WHAT THIS EXERCISE ASKS →
[A] Please explain, in one to three sentences and using the text on learning Japanese, why the FSI's figure comes to 6,600 hours.
[B] According to the text on learning Japanese, how many hours does Coto Language Academy say it takes to pass the JLPT?
[C] Copy the part of the text on learning Japanese between "Let’s take a look at two" and "Proficiency Test (JLPT).", inclusive.

EXCERPTED TEXT →
Even though writing is included in this definition, most people consider fluency to be a verbal skill and I tend to agree with that as well. A real life example is a 6-year old child in their native tongue.
“The 6-year-old child typically has a 2,600 word expressive vocabulary (words he or she says), and a receptive vocabulary (words he or she understands) of 20,000–24,000 words” (Susie Loraine, M.A., CCC-SLP).
You can actually have full conversations with a 6-year old kid. Even though they are only able to use 2,600 words themselves.
If an adult asked a kid what they thought of calculus and the kid didn’t understand what that word meant, people would know that it’s a lack of vocabulary, not a lack of fluency on the kid’s part.
That’s the key point: fluency is the ability to easily and accurately express yourself by saying the things you want to.
Being able to understand 98% of what you hear and read, or correctly using grammar and pronunciation 98% of the time is actually called “native-level” or “native-like” skill in the language.
With this understanding, you can see how a person can be fluent in Japanese, but still need a lot of work to reach that higher native-level.
I don’t like using years as a measurement of time for language learning because it can be rather misleading. Here’s an example from my own life:
- 1st year = 300 hours
- 2nd year = 1,000 hours
As you can see, even though I studied Japanese for two years when I started, the time I put into the second year was over 3x as much as the first and my abilities reflected this when compared to the first year.
People who used immersion (8-16 hours per day) learned even more than I did during that same year.
So how many hours does it take to learn Japanese?
Unfortunately, there’s isn’t an exact answer. The answer depends on your goals and your starting point.
Like I mentioned before, you can hit fluency much faster than native-like skill. You can also get that F-Card quicker if it’s your only goal and you spend all of your time on it (to the exclusion of things like writing, reading novels, etc.).
Assuming that you are a monolingual English native, you’re going to spend more time than people who:
- Know multiple languages
- Know Hanzi (Chinese characters)
- Know Korean (similar grammar to Japanese)
Let’s take a look at two measurements.
The FSI say that it takes 2,200 classroom hours to learn Japanese. The thing to keep in mind is that students are expected to spend two hours studying on their own for each hour spent in class.
That means the FSI puts learning Japanese at a total of 6,600 hours.
Now let’s take a look at the highest level (N1) of the Japanese Language Proficiency Test (JLPT).
According to Coto Language Academy it takes 3,900 hours to pass the test which is the official exam that Japan uses to measure non-native Japanese language ability.
If we just take the middle ground and say that it takes 5,000 hours to learn Japanese, then we can look at a couple of yearly time frames based on daily study time.
- 1 hour a day = 13.7 years
- 3 hours a day = 4.5 years
- 8 hours a day = 1.7 years
- 14 hours a day = 1 year
Those are some pretty sobering numbers.
Here’s the thing to keep in mind: that’s for learning all Japanese skills (reading, writing, listening, speaking, and culture).
If your goal is more specific (e.g. speak to natives) then it will take a lot less time.
You can also speed things up by using effective methods.
Let learn those methods now.
The Starting Line
Let me start off with a disclaimer: You can learn Japanese many different ways.
What I’m going to outline in the following sections is a general road map where each parts builds upon the previous ones so that it always feels like one easy step to the next level.
How long you spend at each part depends on the hours you put in, but generally speaking the more daily time you devote to learning Japanese the faster you will move through them.

Location identification records:
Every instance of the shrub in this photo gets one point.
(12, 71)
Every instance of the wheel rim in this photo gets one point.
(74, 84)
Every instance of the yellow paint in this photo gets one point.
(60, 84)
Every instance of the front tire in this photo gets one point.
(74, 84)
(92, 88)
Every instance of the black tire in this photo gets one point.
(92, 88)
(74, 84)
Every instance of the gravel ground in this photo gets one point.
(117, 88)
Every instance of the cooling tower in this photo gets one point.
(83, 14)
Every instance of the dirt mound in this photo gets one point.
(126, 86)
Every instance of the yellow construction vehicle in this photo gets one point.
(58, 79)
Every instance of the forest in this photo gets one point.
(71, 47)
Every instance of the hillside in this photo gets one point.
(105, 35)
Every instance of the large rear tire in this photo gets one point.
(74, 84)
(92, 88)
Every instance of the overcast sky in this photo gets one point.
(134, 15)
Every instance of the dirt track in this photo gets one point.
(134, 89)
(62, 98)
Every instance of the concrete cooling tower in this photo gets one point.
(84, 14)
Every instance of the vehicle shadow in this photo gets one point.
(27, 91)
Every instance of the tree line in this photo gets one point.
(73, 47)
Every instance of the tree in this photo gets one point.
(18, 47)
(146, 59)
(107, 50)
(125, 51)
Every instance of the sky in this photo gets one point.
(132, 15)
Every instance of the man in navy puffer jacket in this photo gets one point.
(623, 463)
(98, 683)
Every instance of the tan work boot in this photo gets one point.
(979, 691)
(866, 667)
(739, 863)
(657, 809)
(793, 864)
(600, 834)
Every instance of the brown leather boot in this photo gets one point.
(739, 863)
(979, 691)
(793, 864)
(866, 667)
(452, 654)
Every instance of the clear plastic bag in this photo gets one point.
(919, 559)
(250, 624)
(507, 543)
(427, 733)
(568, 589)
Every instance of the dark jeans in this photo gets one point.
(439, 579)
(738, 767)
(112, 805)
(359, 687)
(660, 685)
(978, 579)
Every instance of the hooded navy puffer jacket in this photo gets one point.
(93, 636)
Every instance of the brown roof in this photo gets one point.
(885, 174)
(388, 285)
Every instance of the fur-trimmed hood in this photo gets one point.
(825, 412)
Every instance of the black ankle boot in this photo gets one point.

FINAL ANSWERS →
[A] The FSI says learning Japanese takes 2,200 classroom hours, and students are expected to study on their own for two hours for each hour in class. Adding those 4,400 self-study hours to the 2,200 classroom hours gives 6,600 hours in total.

[B] 3,900 hours.

[C]
Let’s take a look at two measurements.
The FSI say that it takes 2,200 classroom hours to learn Japanese. The thing to keep in mind is that students are expected to spend two hours studying on their own for each hour spent in class.
That means the FSI puts learning Japanese at a total of 6,600 hours.
Now let’s take a look at the highest level (N1) of the Japanese Language Proficiency Test (JLPT).